» **Stored records**:
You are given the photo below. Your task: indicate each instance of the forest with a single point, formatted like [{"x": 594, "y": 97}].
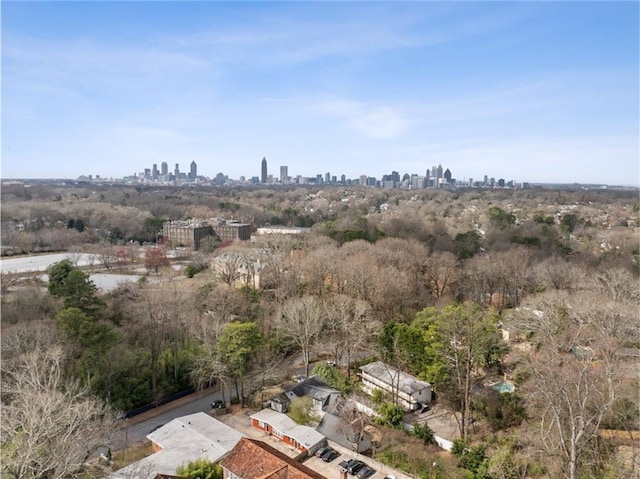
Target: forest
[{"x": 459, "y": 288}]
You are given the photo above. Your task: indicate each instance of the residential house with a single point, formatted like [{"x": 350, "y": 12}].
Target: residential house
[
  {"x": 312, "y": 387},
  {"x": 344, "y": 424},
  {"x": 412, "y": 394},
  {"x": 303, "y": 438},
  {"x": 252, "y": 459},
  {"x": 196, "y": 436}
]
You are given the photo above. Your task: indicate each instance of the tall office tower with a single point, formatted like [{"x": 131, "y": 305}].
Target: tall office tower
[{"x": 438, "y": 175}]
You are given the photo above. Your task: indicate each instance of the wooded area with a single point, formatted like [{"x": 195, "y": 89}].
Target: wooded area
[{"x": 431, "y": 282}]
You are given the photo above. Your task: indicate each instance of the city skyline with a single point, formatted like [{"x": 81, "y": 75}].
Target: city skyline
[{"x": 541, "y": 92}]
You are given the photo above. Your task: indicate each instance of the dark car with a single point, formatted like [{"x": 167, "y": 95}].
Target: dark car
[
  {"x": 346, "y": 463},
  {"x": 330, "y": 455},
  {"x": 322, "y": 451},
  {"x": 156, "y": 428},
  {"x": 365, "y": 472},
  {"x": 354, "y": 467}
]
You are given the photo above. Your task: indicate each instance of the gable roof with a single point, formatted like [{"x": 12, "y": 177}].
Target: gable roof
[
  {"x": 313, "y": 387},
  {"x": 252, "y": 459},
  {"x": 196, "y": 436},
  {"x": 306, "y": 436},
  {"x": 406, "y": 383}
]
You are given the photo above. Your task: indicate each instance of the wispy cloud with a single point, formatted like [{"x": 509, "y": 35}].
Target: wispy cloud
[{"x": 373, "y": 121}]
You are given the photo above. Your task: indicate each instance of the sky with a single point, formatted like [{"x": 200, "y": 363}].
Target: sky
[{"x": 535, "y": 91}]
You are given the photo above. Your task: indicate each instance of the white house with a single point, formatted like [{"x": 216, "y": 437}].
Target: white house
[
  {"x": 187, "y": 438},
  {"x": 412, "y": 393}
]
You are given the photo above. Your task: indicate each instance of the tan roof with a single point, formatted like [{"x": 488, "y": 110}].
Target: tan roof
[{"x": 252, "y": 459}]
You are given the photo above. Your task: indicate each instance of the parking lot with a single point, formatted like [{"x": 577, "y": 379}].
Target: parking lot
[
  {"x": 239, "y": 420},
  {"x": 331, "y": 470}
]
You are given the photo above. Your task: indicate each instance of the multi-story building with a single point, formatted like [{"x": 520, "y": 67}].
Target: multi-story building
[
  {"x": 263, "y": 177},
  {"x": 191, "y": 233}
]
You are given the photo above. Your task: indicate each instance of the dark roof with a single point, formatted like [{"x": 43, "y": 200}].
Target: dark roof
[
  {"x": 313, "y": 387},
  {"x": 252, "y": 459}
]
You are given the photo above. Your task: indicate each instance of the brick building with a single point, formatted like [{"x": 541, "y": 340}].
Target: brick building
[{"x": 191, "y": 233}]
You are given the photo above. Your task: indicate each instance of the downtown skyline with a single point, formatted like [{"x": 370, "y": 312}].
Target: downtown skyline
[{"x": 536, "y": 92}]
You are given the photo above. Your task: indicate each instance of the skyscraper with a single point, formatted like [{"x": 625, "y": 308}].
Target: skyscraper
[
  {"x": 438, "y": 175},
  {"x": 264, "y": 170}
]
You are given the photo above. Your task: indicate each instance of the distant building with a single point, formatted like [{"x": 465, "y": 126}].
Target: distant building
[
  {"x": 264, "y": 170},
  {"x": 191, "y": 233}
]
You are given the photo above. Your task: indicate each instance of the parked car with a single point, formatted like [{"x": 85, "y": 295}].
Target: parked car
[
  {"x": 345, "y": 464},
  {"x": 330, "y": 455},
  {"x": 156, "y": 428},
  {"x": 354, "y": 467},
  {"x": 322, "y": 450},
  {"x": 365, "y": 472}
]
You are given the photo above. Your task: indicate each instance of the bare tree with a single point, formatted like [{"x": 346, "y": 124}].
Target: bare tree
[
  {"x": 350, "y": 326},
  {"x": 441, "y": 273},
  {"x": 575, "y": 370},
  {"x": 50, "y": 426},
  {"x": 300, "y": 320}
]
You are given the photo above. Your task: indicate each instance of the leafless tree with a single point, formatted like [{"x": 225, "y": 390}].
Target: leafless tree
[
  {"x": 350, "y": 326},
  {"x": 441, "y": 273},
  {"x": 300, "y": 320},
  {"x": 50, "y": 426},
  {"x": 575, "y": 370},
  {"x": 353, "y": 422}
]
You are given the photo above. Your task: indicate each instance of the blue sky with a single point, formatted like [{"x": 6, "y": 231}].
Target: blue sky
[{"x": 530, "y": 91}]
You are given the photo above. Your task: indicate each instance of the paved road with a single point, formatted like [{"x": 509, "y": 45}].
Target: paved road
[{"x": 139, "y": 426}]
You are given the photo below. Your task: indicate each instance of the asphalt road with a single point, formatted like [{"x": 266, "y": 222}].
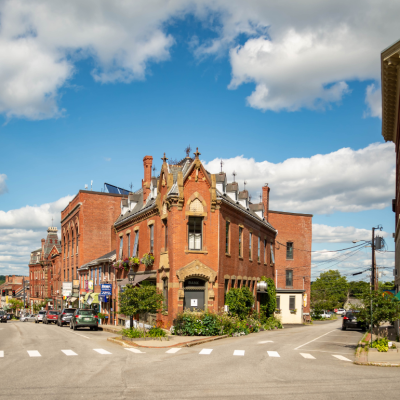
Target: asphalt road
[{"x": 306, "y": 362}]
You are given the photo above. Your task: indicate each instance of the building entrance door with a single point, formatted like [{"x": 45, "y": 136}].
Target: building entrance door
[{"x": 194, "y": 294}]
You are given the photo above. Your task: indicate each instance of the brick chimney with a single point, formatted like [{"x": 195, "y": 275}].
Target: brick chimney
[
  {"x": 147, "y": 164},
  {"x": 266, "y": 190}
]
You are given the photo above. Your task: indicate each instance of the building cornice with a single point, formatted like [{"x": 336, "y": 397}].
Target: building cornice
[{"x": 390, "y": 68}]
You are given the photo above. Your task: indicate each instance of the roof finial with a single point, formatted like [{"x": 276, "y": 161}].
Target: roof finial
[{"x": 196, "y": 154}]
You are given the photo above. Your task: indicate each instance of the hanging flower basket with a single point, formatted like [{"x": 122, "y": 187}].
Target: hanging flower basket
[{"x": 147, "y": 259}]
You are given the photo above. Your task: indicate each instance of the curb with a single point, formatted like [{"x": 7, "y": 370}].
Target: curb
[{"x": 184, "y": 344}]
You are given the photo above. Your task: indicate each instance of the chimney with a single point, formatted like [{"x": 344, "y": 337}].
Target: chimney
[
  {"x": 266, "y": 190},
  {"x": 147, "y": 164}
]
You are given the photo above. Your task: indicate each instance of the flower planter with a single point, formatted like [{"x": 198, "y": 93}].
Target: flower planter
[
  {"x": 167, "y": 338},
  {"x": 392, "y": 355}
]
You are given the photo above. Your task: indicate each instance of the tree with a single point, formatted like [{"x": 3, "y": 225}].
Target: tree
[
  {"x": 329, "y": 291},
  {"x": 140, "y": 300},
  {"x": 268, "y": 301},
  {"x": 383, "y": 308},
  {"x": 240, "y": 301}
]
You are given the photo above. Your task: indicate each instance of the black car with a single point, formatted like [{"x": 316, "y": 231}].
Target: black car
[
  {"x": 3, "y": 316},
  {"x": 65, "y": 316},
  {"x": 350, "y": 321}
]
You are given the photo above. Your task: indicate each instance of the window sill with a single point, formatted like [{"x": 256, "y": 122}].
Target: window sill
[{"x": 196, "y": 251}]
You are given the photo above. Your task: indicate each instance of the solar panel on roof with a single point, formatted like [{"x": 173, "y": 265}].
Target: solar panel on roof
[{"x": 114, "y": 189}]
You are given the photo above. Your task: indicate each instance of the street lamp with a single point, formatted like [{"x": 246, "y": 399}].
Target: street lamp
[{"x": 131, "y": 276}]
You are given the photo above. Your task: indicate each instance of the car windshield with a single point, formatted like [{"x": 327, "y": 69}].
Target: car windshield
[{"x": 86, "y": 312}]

» **Description of the task**: Duplicate all of the items above line for line, without any change, and omit the pictures from your copy.

» **Exercise solution**:
You are given the photo below. Your task: indicate each instance of the forest with a single point, formatted like [{"x": 594, "y": 97}].
Target: forest
[{"x": 459, "y": 288}]
You are given the photo above. Your task: indicate each instance of the residential house with a single point, formatted like [{"x": 350, "y": 12}].
Target: residential house
[
  {"x": 312, "y": 387},
  {"x": 344, "y": 424},
  {"x": 412, "y": 394},
  {"x": 303, "y": 438},
  {"x": 252, "y": 459},
  {"x": 196, "y": 436}
]
You are given the photo above. Your task: indicate each instance of the tall office tower with a single point, formatted like [{"x": 131, "y": 305}].
Target: tall office tower
[{"x": 438, "y": 175}]
You are given the photo above. Your task: indicate each instance of the wooded area with a single point, formatted like [{"x": 195, "y": 89}].
Target: wooded area
[{"x": 431, "y": 282}]
You are given the photo above. Your task: indicate each instance of the city skyline with a single point, formatted like [{"x": 81, "y": 75}].
Target: city skyline
[{"x": 541, "y": 92}]
You are given the photo above. Your task: indicate each instance of the dark car with a single point, formatted like [{"x": 167, "y": 95}].
Target: dark car
[
  {"x": 346, "y": 463},
  {"x": 330, "y": 455},
  {"x": 322, "y": 451},
  {"x": 156, "y": 428},
  {"x": 365, "y": 472},
  {"x": 354, "y": 467}
]
You are given the photo above. Your task: indicate each instance of the gable roof with a single point, formatted like [{"x": 12, "y": 177}].
Target: gable roof
[
  {"x": 313, "y": 387},
  {"x": 252, "y": 459},
  {"x": 196, "y": 436},
  {"x": 306, "y": 436},
  {"x": 406, "y": 383}
]
You are given the photo above. Your task: indicate each instance of the wispy cloud with a single point, formatted like [{"x": 509, "y": 35}].
Target: wispy cloud
[{"x": 373, "y": 121}]
You are given the photo above. Your task: indicate each instance of the sky with a single point, formatted like [{"x": 200, "y": 363}].
Target: sky
[{"x": 535, "y": 91}]
You are given the photo above. Your task: indicate each instance of the white house with a single point, formatted like [{"x": 216, "y": 437}].
Target: white house
[
  {"x": 187, "y": 438},
  {"x": 412, "y": 393}
]
You are given the photo above. Your task: indicate each instance of the tan roof with a single point, formatted like [{"x": 488, "y": 110}].
Target: tan roof
[{"x": 252, "y": 459}]
You are given the photo above. Your task: indicate each instance of the parking lot with a single point, formatted like [{"x": 577, "y": 379}].
Target: parking lot
[
  {"x": 239, "y": 420},
  {"x": 331, "y": 470}
]
You are given the photo above. Your task: indicate each instance of the multi-story building with a single point, formatted like [{"x": 520, "y": 67}].
Target: multi-story building
[
  {"x": 263, "y": 177},
  {"x": 191, "y": 233}
]
You are given the photo above. Your task: indicate each instance of the dark roof with a single point, formatted like [{"x": 43, "y": 200}].
Target: dark roof
[
  {"x": 313, "y": 387},
  {"x": 252, "y": 459}
]
You are given the photo above. Your task: indicate each instance of the brick building with a single point, formatted like [{"x": 541, "y": 340}].
Target: brick building
[{"x": 191, "y": 233}]
You are given the photo above. Your task: indicate each instance of the downtown skyline with a single point, formatted like [{"x": 370, "y": 312}].
Target: downtown skyline
[{"x": 536, "y": 92}]
You are given the photo above. Your task: indicate each instance of the skyscraper with a single point, formatted like [{"x": 625, "y": 308}].
Target: skyscraper
[
  {"x": 438, "y": 175},
  {"x": 264, "y": 170}
]
You are given the photo above. Your task: indicate each instance of the distant building with a single point, formatted like [{"x": 465, "y": 126}].
Target: distant building
[
  {"x": 264, "y": 170},
  {"x": 191, "y": 233}
]
You are given the photo above. Your task: indicate each instance of the parked car with a single point, formatted like [{"x": 85, "y": 295}].
Target: parked car
[
  {"x": 345, "y": 464},
  {"x": 330, "y": 455},
  {"x": 156, "y": 428},
  {"x": 354, "y": 467},
  {"x": 322, "y": 450},
  {"x": 365, "y": 472}
]
You are given the photo above. Your task: indicate each instance of the bare tree with a single point, formatted like [{"x": 346, "y": 124}].
Target: bare tree
[
  {"x": 350, "y": 326},
  {"x": 441, "y": 273},
  {"x": 575, "y": 370},
  {"x": 50, "y": 426},
  {"x": 300, "y": 320}
]
You are given the photo above. Your task: indicate each instance of the leafless tree with a single point, formatted like [{"x": 225, "y": 390}].
Target: leafless tree
[
  {"x": 350, "y": 326},
  {"x": 441, "y": 273},
  {"x": 300, "y": 320},
  {"x": 50, "y": 426},
  {"x": 575, "y": 370},
  {"x": 353, "y": 422}
]
You are given the photo above. Your task: indicate each instance of the blue sky with a single point, formatted like [{"x": 6, "y": 231}].
Target: blue sky
[{"x": 530, "y": 91}]
You are given the photo above. Your task: indicate each instance of the paved road with a single point, formatted like [{"x": 509, "y": 45}].
Target: paved road
[{"x": 139, "y": 426}]
You are given the photo below. Your task: indicate each instance of the asphalt road with a single point, formatted like [{"x": 266, "y": 222}].
Target: asphalt road
[{"x": 306, "y": 362}]
You are given the photo above. Your task: indicate each instance of the building entrance door with a single point, formatted like [{"x": 45, "y": 136}].
Target: building entrance door
[{"x": 194, "y": 294}]
You are given the photo above. Your task: indicate each instance of the brick chimney with a single point, formatted like [{"x": 195, "y": 275}].
Target: brick chimney
[
  {"x": 147, "y": 164},
  {"x": 266, "y": 190}
]
You are given the photo above. Your task: indicate each instance of the building cornice with a single point, formatted like [{"x": 336, "y": 397}].
Target: building cornice
[{"x": 390, "y": 68}]
You are given the photo above. Your task: indicate each instance of the roof finial with a single point, formatted like [{"x": 276, "y": 161}].
Target: roof finial
[{"x": 196, "y": 154}]
You are given the photo above. Your task: indicate each instance of the hanging flower basket with a single point, formatted like [{"x": 122, "y": 187}].
Target: hanging flower basket
[{"x": 147, "y": 259}]
You are given the photo above. Your task: indicate each instance of the curb with a single point, formatted like [{"x": 7, "y": 370}].
Target: curb
[{"x": 184, "y": 344}]
You are given the photo above. Your task: indicate each instance of the chimney with a single point, formatted like [{"x": 344, "y": 337}].
Target: chimney
[
  {"x": 266, "y": 190},
  {"x": 147, "y": 164}
]
You are given the photo above. Your task: indicate each instance of the flower planter with a single point, formatted like [{"x": 198, "y": 93}].
Target: flower planter
[
  {"x": 167, "y": 338},
  {"x": 392, "y": 355}
]
You are given the photo above. Your task: indicate each instance of the tree with a single point, formatted like [{"x": 3, "y": 225}].
Target: tree
[
  {"x": 329, "y": 291},
  {"x": 140, "y": 300},
  {"x": 268, "y": 301},
  {"x": 383, "y": 308},
  {"x": 240, "y": 301}
]
You are given the photo above. Your task: indicate each instance of the black car with a single point, formatted like [{"x": 316, "y": 231}].
Target: black car
[
  {"x": 3, "y": 316},
  {"x": 65, "y": 316},
  {"x": 350, "y": 321}
]
You are given the photo above. Your task: indicate each instance of the window sill with a single point, formatted like [{"x": 256, "y": 122}].
Target: window sill
[{"x": 196, "y": 251}]
You are given the photo above. Your task: indicate each instance of the solar panel on roof with a single point, formatted like [{"x": 173, "y": 265}].
Target: solar panel on roof
[{"x": 114, "y": 189}]
You are given the photo above. Your task: indicate each instance of the street lamp with a single point, formatted like [{"x": 246, "y": 399}].
Target: street lamp
[{"x": 131, "y": 276}]
You are given the photo above. Your task: indicate each instance of the car windshield with a single point, formatted like [{"x": 327, "y": 69}].
Target: car windshield
[{"x": 86, "y": 312}]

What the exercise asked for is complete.